***** Data for this exercise *****

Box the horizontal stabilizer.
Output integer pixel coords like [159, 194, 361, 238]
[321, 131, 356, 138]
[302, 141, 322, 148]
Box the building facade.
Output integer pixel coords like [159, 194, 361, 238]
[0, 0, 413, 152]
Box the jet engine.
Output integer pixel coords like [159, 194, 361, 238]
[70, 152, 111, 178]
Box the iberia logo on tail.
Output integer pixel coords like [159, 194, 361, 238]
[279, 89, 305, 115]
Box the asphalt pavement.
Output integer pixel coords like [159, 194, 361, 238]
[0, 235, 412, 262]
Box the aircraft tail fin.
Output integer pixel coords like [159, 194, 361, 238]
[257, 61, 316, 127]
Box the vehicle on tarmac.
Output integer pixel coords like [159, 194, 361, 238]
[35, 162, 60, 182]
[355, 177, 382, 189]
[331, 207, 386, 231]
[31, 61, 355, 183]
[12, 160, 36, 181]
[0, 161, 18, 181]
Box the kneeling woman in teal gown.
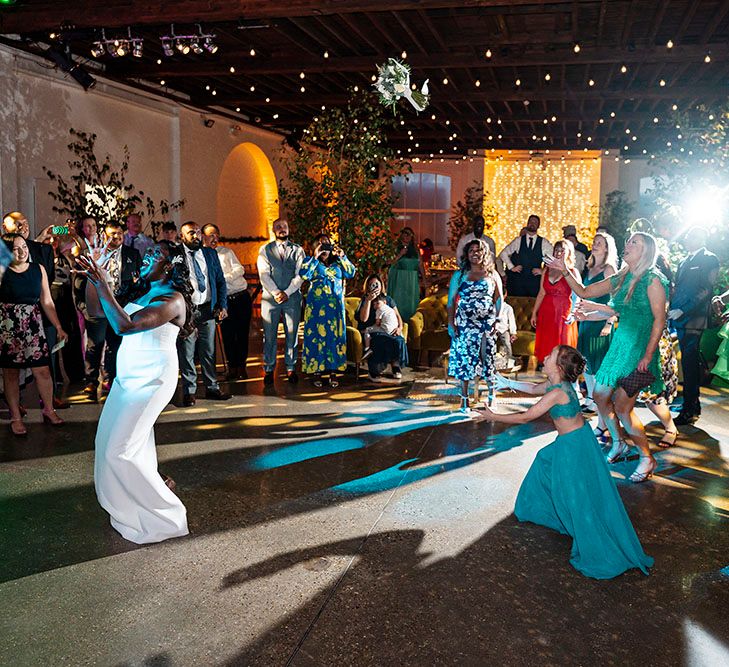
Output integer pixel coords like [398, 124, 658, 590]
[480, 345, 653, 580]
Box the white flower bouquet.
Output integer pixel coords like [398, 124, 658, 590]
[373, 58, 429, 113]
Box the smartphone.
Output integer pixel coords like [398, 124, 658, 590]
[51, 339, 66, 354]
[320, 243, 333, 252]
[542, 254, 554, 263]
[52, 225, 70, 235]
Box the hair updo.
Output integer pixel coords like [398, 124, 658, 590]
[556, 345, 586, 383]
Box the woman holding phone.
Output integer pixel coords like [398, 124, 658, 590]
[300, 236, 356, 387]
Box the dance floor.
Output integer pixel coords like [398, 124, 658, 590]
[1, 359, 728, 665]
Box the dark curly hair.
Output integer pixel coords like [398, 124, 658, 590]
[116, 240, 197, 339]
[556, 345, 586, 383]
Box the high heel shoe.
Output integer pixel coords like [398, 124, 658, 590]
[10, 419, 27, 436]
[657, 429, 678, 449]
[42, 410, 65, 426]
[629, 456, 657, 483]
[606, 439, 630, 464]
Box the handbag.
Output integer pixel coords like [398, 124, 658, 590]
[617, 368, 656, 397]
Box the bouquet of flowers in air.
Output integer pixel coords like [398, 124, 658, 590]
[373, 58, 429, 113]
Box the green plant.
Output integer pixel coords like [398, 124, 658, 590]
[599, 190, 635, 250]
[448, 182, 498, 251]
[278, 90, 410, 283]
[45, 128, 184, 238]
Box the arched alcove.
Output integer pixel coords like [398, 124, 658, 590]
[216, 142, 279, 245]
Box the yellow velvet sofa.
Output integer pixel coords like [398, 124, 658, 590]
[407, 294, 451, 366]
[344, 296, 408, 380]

*****
***** Data for this exercise *****

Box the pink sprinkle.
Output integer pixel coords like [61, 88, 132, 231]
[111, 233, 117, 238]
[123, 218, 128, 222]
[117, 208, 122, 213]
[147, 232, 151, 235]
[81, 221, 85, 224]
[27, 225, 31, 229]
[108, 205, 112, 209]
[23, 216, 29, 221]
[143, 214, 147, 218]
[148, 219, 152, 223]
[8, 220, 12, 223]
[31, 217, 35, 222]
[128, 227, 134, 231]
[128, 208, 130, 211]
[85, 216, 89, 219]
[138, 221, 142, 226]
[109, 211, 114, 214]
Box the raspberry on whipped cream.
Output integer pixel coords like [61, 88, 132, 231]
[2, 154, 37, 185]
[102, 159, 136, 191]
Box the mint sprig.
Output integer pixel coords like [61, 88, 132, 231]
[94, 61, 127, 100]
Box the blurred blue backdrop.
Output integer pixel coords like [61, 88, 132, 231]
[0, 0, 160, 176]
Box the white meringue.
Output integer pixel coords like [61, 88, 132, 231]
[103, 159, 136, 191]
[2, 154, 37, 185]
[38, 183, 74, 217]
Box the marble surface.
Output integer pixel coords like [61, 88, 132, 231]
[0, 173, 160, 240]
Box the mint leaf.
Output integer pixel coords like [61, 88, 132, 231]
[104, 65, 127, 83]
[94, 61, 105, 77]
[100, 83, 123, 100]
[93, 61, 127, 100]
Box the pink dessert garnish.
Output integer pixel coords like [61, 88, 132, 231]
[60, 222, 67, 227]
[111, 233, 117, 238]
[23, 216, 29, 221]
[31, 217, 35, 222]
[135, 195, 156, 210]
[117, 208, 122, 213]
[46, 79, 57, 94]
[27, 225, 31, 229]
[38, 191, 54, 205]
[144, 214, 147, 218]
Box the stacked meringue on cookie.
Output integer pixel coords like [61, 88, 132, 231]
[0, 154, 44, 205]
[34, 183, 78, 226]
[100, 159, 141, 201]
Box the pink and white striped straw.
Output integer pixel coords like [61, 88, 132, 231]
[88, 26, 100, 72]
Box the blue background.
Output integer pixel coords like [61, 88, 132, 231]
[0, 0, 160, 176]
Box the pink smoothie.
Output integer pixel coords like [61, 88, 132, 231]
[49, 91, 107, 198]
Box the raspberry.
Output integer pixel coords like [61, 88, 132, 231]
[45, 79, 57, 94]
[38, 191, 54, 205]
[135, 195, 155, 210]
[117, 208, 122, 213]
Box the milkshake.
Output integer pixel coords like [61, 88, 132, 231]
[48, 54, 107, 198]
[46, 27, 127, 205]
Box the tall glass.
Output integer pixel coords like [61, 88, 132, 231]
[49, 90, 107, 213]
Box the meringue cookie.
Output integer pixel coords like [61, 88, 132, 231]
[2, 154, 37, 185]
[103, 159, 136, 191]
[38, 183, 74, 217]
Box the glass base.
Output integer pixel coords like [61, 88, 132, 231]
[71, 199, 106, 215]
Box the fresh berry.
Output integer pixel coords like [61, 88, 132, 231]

*****

■ Exercise instructions:
What you give back should be only the lines of the records above, starting at the line with "Box the blurred blue backdrop." and ending at the line with "Box the pink dessert garnish.", restated word for word.

■ Answer to the exercise:
Box the blurred blue backdrop.
Output integer pixel coords like [61, 88, 132, 231]
[0, 0, 160, 176]
Box the white meringue.
Output integer pixel coords like [61, 88, 132, 231]
[103, 159, 136, 191]
[2, 154, 37, 185]
[38, 183, 74, 217]
Box the marble surface.
Output integer pixel coords like [61, 88, 132, 231]
[0, 173, 160, 240]
Box the mint leaf.
Output integer pixel coords like [61, 88, 132, 231]
[104, 65, 127, 83]
[94, 61, 105, 77]
[100, 83, 123, 100]
[93, 61, 127, 100]
Box the pink dessert garnish.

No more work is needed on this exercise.